— START —

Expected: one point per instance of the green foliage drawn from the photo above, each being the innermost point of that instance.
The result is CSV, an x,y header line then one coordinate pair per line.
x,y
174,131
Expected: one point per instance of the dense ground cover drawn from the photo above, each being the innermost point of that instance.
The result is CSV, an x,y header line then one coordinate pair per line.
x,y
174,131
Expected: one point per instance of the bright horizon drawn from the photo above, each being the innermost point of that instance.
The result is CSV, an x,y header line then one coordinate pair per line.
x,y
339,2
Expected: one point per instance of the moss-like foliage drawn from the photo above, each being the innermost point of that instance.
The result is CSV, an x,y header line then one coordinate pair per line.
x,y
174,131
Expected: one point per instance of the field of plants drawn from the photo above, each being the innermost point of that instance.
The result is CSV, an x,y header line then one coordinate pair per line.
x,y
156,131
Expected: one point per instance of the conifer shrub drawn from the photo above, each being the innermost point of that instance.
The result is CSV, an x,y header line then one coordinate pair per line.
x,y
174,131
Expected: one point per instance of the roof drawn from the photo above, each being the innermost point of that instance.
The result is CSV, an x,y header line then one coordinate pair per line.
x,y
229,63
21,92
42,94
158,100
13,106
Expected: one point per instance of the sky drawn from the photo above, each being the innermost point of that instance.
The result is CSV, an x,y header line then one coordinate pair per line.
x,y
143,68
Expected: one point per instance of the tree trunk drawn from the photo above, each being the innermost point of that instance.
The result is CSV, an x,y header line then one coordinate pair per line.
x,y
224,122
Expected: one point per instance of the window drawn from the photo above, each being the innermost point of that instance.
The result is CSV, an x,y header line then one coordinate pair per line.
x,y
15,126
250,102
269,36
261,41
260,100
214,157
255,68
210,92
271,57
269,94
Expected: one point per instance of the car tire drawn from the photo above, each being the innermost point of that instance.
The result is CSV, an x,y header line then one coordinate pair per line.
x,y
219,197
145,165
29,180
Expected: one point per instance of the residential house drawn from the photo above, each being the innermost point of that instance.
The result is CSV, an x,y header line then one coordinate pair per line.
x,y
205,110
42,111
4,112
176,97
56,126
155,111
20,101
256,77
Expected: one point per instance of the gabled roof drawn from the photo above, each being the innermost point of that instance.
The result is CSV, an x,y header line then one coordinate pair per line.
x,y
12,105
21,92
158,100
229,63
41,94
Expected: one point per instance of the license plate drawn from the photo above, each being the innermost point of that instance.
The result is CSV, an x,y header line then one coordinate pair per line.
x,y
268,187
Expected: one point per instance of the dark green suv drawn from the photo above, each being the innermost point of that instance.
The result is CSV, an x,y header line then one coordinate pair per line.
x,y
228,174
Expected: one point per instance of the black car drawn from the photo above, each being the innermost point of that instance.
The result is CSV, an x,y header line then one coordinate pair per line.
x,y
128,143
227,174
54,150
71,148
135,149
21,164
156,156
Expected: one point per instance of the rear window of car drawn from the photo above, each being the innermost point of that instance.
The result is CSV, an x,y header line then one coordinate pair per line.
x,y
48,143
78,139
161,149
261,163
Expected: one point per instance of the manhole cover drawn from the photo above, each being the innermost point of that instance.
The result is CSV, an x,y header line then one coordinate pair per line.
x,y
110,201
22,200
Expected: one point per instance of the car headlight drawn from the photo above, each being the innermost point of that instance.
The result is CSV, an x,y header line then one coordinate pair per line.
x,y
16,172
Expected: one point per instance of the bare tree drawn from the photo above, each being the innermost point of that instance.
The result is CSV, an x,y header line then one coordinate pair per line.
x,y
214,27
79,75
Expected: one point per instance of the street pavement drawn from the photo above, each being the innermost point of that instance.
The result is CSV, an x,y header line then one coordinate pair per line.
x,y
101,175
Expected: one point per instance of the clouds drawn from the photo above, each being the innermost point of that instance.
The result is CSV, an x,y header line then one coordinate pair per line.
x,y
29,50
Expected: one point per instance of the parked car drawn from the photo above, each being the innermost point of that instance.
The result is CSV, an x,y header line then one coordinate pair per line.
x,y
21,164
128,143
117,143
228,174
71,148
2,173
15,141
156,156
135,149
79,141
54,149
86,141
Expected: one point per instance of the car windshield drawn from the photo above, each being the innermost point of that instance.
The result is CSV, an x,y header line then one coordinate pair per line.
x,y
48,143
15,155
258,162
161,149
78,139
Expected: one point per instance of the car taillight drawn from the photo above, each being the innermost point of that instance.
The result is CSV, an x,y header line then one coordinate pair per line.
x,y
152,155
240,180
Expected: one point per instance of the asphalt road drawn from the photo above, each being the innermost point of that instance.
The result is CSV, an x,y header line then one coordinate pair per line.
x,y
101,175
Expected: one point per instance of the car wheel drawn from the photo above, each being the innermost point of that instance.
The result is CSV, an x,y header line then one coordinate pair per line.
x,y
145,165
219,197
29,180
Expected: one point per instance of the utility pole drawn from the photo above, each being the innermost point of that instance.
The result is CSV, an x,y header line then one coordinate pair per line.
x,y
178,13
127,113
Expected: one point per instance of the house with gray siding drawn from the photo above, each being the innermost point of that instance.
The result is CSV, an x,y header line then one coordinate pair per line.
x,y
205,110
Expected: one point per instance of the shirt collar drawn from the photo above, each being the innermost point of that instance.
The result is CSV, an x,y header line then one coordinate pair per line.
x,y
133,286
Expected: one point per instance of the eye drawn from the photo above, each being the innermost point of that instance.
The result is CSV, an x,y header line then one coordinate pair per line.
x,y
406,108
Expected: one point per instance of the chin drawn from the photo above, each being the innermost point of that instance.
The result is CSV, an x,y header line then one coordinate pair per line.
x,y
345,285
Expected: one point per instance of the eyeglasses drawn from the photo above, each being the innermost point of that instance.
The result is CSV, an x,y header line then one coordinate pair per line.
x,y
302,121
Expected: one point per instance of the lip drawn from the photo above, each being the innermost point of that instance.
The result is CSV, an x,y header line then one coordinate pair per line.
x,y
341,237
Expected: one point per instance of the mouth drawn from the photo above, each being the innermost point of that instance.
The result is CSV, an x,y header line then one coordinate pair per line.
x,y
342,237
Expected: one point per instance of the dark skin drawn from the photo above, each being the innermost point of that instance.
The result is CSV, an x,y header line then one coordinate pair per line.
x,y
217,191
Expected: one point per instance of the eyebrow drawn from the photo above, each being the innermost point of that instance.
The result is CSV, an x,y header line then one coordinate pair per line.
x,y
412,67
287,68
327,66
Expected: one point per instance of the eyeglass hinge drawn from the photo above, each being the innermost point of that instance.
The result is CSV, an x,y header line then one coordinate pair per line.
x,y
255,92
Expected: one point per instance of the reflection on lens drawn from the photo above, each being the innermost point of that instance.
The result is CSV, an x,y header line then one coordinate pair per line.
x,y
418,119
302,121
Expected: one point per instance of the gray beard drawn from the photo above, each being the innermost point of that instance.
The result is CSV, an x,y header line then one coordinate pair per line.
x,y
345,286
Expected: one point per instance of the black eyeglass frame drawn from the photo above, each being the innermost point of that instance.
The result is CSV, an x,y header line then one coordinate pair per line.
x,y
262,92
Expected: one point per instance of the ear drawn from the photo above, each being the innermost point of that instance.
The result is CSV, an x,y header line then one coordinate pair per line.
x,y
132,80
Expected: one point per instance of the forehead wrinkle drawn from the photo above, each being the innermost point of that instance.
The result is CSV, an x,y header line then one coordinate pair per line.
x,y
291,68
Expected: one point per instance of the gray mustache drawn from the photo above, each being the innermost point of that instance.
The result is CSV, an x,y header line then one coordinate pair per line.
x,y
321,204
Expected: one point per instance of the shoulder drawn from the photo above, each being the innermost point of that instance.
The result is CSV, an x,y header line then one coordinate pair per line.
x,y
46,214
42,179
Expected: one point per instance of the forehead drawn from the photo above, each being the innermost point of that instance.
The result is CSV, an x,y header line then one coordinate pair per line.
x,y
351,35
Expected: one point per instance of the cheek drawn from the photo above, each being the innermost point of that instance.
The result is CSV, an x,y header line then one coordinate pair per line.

— END —

### GOAL OF THE EXERCISE:
Quote, without any change, each line from the one that contains "Expected: one point per instance of the eyeglass hinge" through the end of the material.

### SOLUTION TO THIS TASK:
Expected: one point per instance of the eyeglass hinge drawn from the photo above, each being the innermost point of that instance.
The result is CSV, an x,y header line then one coordinate pair per line.
x,y
255,92
Expected: one point per instance of the reflection on lens drawn from the photo above, each being the innermost point of that instance.
The result is CSV, an x,y header line then one coordinate pair per line.
x,y
418,119
302,121
Expected: one point per instance of the gray beard drawn from the photo above, each being the innermost point of that instance.
The result is CSV, an x,y header line then one coordinate pair per line.
x,y
345,286
Expected: one point per instance of the black eyeglass frame drawn from the photo above, each being the innermost point of that instance.
The result is CSV, an x,y header line then one coordinate pair per line.
x,y
262,92
Expected: one point per instance of the ear drawn from the photo above, each being the innermost point of that instance.
The result is CSV, an x,y header line then one coordinate pair per line.
x,y
132,80
Expected: one point per instance of the forehead wrinkle drawn from the photo above, each being the innermost point of that instance.
The result is CSV, an x,y header line then one coordinate pair per line.
x,y
291,68
Expected: one point per instance of the gray mustache drawn from the photo above, each being the innermost point of that instance.
The result is CSV, an x,y header line then one coordinate pair per line.
x,y
321,204
Expected: one point per instance of the shoulder drawn from the photo above, each being the innermost point of that instance.
The result is CSV, an x,y header line then one coordinate pair per line.
x,y
46,214
42,179
Expected: one point per instance of the forehead drawn from the photo above, each being the innermost point of that instance.
The result is CSV, an x,y header line then one coordinate pair per line.
x,y
351,35
Expected: one point per instance of the cheek drawn from the photo above, each being the innermost point of that instance.
The result is CSV, an x,y header line then one coordinate pair per line.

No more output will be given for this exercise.